» YOUR OBJECTIVE
In the entries below, find the line containing "pixel 228 8". Copy it and all lines after it, exactly, through the end.

RECORDS TO USE section start

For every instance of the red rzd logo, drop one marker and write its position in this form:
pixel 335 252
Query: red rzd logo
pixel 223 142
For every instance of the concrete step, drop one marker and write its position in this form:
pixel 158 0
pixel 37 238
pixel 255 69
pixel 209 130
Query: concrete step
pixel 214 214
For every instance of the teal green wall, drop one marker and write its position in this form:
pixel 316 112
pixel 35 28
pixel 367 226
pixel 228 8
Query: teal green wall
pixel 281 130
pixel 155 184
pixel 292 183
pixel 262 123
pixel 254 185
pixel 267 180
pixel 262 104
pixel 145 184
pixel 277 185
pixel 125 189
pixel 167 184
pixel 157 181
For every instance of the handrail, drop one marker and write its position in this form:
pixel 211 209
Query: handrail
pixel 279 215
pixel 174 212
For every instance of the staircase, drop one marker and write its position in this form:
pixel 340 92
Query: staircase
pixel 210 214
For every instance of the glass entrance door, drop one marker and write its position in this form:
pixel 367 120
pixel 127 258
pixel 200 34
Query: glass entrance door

RECORDS TO USE section end

» ANSWER BOX
pixel 228 8
Query: teal green wall
pixel 281 130
pixel 155 184
pixel 292 183
pixel 262 123
pixel 254 185
pixel 267 180
pixel 262 104
pixel 145 184
pixel 277 185
pixel 125 189
pixel 167 184
pixel 157 181
For every instance of the handrail, drop one marker and write its position in this form:
pixel 211 209
Query: handrail
pixel 279 215
pixel 174 212
For every instance of the staircase, drop one marker and write its position in this form:
pixel 340 92
Query: staircase
pixel 210 214
For every instance of the glass entrance door, drop one marker and write its position in this form:
pixel 367 120
pixel 127 258
pixel 200 34
Query: glass entrance door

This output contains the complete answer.